> Try it: Once you have checked each line below for the word "swim", give the number of lines that have it and nothing further.

> Information provided:
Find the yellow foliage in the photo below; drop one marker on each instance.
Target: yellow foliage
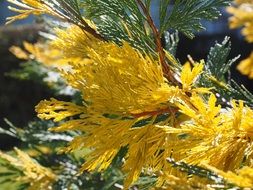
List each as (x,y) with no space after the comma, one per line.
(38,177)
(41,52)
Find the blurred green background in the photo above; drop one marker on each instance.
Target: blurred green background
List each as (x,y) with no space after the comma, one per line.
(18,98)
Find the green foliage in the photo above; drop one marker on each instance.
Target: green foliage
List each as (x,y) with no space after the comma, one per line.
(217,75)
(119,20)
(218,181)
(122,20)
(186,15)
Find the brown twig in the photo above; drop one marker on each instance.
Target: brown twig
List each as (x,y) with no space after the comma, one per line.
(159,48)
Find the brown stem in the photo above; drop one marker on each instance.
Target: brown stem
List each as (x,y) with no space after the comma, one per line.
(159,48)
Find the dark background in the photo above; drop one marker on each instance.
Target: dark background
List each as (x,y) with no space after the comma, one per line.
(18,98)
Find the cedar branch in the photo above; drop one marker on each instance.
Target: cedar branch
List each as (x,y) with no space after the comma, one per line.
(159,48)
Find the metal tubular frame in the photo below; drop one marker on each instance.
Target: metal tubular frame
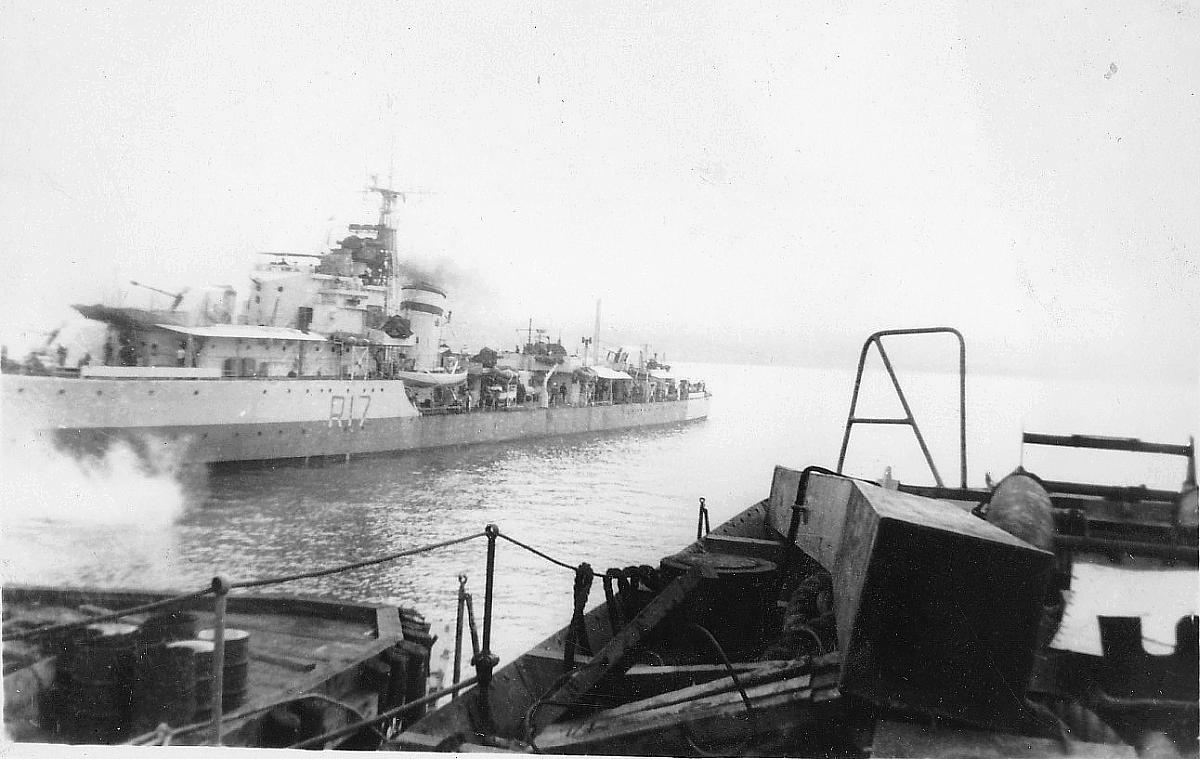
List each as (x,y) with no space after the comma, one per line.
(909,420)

* * *

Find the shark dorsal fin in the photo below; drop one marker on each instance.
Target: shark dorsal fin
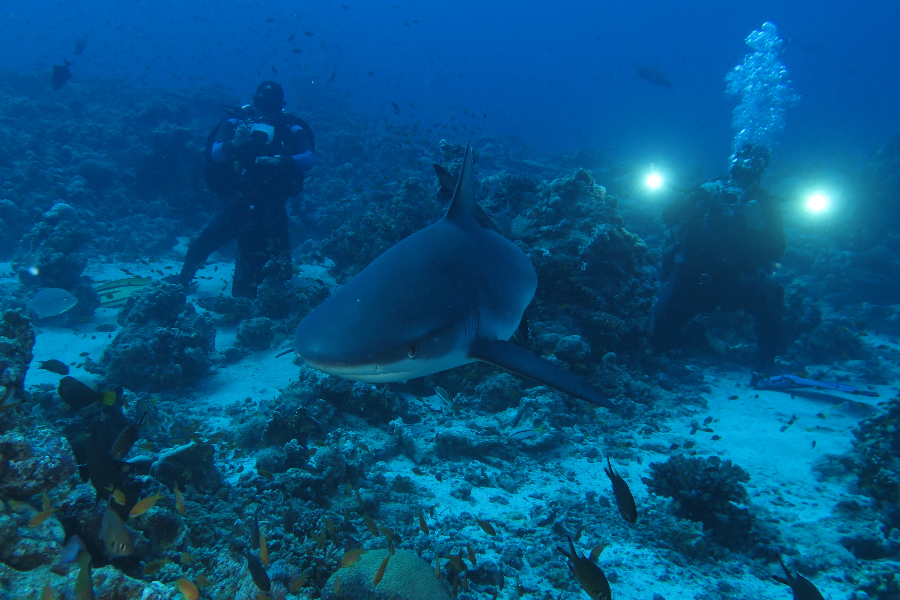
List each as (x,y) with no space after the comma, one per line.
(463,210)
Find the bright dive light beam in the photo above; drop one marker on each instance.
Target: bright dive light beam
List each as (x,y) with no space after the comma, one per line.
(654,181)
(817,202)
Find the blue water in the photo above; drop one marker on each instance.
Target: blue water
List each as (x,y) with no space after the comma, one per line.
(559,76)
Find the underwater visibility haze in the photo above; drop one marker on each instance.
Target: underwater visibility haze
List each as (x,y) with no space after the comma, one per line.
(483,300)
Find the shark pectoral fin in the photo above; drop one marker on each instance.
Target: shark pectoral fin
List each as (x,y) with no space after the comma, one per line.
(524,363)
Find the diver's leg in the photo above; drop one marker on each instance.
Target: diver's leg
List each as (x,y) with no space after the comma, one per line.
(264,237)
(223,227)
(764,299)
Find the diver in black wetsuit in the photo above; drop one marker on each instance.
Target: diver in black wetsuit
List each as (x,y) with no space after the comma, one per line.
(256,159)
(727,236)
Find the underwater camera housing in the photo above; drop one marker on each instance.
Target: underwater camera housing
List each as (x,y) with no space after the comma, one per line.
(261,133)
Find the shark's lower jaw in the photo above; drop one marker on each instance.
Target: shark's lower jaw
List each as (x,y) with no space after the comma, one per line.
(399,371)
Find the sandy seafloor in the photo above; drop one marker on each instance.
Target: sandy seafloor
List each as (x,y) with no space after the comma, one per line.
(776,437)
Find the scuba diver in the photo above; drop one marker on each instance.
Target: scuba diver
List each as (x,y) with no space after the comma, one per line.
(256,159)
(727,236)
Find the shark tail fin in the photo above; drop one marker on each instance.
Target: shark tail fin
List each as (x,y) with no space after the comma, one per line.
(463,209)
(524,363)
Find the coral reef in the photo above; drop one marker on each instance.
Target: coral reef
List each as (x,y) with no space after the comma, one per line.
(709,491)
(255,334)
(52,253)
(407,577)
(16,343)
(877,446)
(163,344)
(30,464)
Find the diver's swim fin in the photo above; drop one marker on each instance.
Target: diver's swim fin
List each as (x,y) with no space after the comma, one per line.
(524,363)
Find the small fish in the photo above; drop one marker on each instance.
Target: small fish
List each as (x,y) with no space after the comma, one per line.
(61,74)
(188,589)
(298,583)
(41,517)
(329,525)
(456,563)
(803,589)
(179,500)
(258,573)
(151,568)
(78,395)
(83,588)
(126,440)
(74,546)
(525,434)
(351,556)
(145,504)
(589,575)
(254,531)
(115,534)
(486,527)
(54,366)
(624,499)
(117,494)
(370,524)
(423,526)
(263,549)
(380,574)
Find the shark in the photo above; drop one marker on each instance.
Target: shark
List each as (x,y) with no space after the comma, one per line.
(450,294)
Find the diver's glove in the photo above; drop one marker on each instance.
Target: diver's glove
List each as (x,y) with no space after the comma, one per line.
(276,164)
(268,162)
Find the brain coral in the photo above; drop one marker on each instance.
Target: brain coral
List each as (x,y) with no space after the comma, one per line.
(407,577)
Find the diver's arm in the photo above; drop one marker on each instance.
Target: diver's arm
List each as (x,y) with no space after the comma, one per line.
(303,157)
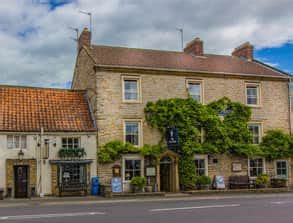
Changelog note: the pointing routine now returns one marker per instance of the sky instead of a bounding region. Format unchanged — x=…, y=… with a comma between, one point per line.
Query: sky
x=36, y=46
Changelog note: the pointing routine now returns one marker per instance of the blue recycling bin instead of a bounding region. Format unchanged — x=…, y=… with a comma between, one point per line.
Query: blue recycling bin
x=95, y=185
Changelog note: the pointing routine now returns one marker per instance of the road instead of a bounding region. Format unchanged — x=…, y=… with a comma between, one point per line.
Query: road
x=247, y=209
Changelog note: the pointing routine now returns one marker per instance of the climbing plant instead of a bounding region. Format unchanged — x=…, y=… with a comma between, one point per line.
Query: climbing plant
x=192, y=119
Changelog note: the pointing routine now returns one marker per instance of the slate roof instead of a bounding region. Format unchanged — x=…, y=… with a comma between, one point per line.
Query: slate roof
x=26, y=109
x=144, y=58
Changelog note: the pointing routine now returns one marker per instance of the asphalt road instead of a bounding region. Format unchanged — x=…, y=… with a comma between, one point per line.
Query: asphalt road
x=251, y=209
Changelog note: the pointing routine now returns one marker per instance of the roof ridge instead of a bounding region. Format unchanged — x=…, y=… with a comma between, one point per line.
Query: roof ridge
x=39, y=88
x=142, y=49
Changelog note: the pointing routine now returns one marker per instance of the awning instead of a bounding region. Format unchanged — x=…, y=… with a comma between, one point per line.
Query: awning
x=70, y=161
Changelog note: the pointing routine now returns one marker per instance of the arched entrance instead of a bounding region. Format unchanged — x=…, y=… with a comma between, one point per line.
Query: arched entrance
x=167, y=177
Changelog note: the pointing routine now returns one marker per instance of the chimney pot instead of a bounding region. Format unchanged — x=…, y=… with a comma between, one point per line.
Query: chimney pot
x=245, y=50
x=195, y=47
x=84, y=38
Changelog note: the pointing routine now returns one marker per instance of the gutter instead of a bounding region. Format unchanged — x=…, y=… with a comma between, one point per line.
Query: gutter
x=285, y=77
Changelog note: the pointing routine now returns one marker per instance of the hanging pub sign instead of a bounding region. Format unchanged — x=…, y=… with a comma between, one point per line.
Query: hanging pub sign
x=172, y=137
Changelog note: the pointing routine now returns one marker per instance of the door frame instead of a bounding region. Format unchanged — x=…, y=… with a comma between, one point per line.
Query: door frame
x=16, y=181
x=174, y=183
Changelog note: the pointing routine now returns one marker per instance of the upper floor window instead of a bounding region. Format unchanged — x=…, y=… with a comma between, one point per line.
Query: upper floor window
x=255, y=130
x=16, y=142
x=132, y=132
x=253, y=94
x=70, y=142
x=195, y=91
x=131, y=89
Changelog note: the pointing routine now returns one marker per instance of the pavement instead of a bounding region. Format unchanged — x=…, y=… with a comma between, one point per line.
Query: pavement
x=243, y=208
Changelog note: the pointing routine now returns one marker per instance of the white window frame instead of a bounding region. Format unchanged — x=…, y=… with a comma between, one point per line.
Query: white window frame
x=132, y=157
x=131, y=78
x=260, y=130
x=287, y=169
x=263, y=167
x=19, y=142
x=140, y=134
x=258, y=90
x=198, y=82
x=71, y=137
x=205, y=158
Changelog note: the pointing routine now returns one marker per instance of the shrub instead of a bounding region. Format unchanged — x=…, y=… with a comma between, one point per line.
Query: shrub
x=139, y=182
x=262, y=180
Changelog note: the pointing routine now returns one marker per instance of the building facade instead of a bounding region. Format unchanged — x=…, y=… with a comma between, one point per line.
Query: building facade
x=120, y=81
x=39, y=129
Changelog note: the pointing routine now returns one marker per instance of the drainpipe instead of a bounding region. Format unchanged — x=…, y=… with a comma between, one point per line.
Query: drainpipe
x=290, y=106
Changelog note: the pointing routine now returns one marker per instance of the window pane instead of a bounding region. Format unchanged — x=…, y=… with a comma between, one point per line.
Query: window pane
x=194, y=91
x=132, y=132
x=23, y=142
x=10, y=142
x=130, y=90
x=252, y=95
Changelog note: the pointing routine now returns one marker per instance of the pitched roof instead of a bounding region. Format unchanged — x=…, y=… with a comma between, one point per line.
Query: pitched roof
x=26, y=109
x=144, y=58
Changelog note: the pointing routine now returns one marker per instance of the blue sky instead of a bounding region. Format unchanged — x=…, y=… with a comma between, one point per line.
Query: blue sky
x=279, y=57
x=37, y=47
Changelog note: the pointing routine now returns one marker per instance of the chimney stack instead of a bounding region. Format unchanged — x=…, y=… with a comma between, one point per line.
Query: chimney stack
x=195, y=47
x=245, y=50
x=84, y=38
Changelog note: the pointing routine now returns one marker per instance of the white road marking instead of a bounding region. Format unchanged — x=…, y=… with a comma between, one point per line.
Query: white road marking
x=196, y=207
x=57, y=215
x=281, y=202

> Solution to the problem: 2